• [THE TASK] Write out every line of the data listing below word for word, leaving out the picture.

(Data listing)

..............................

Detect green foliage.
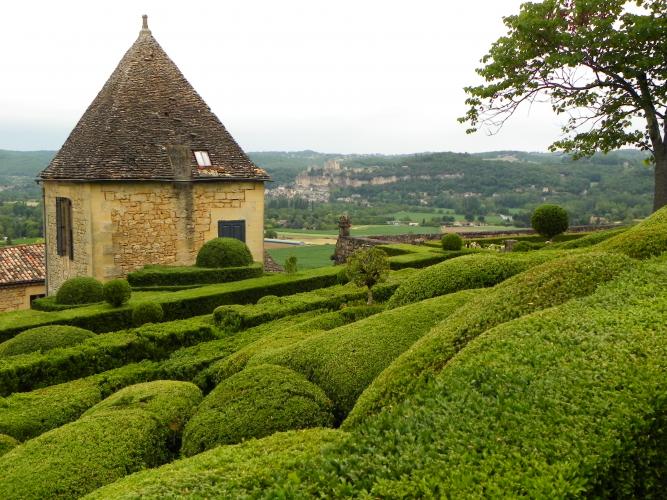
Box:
[56,276,103,305]
[344,253,633,429]
[0,434,19,457]
[595,207,667,259]
[89,429,346,500]
[102,279,132,307]
[132,302,164,326]
[182,365,333,456]
[127,262,264,288]
[196,238,252,268]
[0,381,201,498]
[347,247,389,304]
[0,361,160,441]
[0,318,214,396]
[440,233,463,251]
[284,255,298,274]
[248,291,475,422]
[0,325,95,357]
[530,205,569,240]
[388,252,558,307]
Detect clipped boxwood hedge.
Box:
[0,361,161,441]
[0,318,215,396]
[181,365,333,456]
[0,325,95,357]
[343,253,634,429]
[388,251,560,307]
[0,381,201,499]
[248,290,476,422]
[127,262,264,288]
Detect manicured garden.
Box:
[0,209,667,498]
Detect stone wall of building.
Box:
[44,181,264,294]
[0,284,46,312]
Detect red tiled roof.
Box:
[0,243,46,286]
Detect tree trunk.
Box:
[653,151,667,211]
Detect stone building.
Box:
[0,243,45,312]
[40,16,269,294]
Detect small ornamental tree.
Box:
[347,247,389,305]
[530,205,569,240]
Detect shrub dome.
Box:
[102,279,132,307]
[181,365,333,456]
[56,276,103,305]
[530,205,569,240]
[196,238,252,268]
[0,325,95,357]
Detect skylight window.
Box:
[194,151,211,167]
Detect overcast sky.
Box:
[0,0,560,153]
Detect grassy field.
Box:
[267,245,334,269]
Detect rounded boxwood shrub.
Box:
[56,276,103,305]
[132,302,164,326]
[102,279,132,307]
[530,205,569,240]
[197,238,252,268]
[0,325,95,357]
[181,365,333,456]
[440,233,463,250]
[0,434,19,457]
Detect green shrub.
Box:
[0,361,160,441]
[197,238,252,268]
[344,253,633,429]
[0,434,19,457]
[284,255,298,274]
[0,325,95,357]
[0,381,201,498]
[102,279,132,307]
[127,262,264,289]
[0,317,214,396]
[388,252,557,307]
[530,205,569,240]
[440,233,463,251]
[56,276,103,305]
[132,302,164,326]
[88,429,346,499]
[182,365,333,456]
[248,291,476,422]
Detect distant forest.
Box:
[0,146,653,238]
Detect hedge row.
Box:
[127,262,264,288]
[204,305,382,390]
[0,267,338,341]
[248,291,476,422]
[0,361,161,441]
[388,251,562,307]
[0,317,214,396]
[0,381,201,499]
[87,429,346,500]
[343,253,633,429]
[181,365,333,456]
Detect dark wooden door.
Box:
[218,220,245,243]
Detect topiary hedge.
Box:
[0,361,161,441]
[0,325,95,357]
[387,252,558,307]
[56,276,103,305]
[182,365,333,456]
[0,381,201,498]
[127,262,264,288]
[248,291,476,422]
[196,238,252,268]
[343,253,633,429]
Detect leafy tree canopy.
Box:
[459,0,667,209]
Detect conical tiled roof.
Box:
[41,17,268,181]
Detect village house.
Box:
[39,16,269,294]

..............................

• [SOLUTION FOR THIS PROBLEM]
Detect green foliage.
Box:
[56,276,103,305]
[344,253,633,429]
[0,434,19,457]
[595,207,667,259]
[89,429,346,500]
[102,279,132,307]
[132,302,164,326]
[182,365,333,456]
[127,262,264,288]
[196,238,252,268]
[0,381,201,498]
[347,247,389,304]
[0,361,160,441]
[0,318,214,396]
[440,233,463,251]
[284,255,298,274]
[248,291,475,422]
[0,325,95,357]
[530,205,569,240]
[388,252,558,307]
Detect clipped boxwood hedge.
Box:
[0,361,161,441]
[0,318,215,396]
[181,365,333,456]
[0,325,95,357]
[343,253,634,429]
[388,251,560,307]
[0,381,201,499]
[248,290,476,422]
[127,262,264,288]
Detect manicured garden.
Box:
[0,209,667,498]
Detect stone wall of building.
Box:
[44,181,264,294]
[0,284,46,312]
Detect red tiled roof.
Box:
[0,243,46,286]
Detect tree trunk.
Box:
[653,151,667,211]
Detect stone building.
Box:
[0,243,45,312]
[40,16,269,294]
Detect small ornamental tree.
Box:
[347,247,389,305]
[530,205,569,240]
Detect shrub dome.
Box:
[102,279,132,307]
[181,365,333,456]
[56,276,103,305]
[530,205,569,240]
[196,238,252,268]
[0,325,95,357]
Detect skylight window.
Box:
[194,151,211,167]
Detect overcast sky.
Box:
[0,0,560,153]
Detect grassy field.
Box:
[267,245,334,269]
Detect rounded boxwood shrub.
Box:
[56,276,103,305]
[132,302,164,326]
[102,279,132,307]
[530,205,569,240]
[197,238,252,268]
[0,325,95,357]
[181,365,333,456]
[440,233,463,250]
[0,434,19,457]
Detect green shrub.
Box:
[0,361,160,441]
[197,238,252,268]
[344,253,633,429]
[0,434,19,457]
[284,255,298,274]
[0,325,95,357]
[0,381,201,498]
[102,279,132,307]
[127,262,264,289]
[0,317,214,396]
[388,252,557,307]
[530,205,569,240]
[440,233,463,251]
[56,276,103,305]
[132,302,164,326]
[88,429,346,499]
[182,365,333,456]
[248,291,476,422]
Detect distant forest.
Box:
[0,146,653,238]
Detect hedge row.
Box:
[127,262,264,288]
[204,305,382,390]
[0,267,338,341]
[248,291,476,422]
[0,361,161,441]
[388,251,562,307]
[0,317,214,396]
[0,381,201,499]
[87,429,346,500]
[343,253,633,429]
[181,365,333,456]
Detect dark wooden door.
Box:
[218,220,245,243]
Detect topiary hedge.
Box:
[0,361,161,441]
[0,325,95,357]
[387,252,558,307]
[56,276,103,305]
[182,365,333,456]
[0,381,201,498]
[127,262,264,288]
[248,291,476,422]
[196,238,252,268]
[343,253,633,429]
Detect leafy tree canopy.
Box:
[459,0,667,209]
Detect conical tiled roof.
Box:
[41,17,268,181]
Detect village house.
Box:
[39,16,269,294]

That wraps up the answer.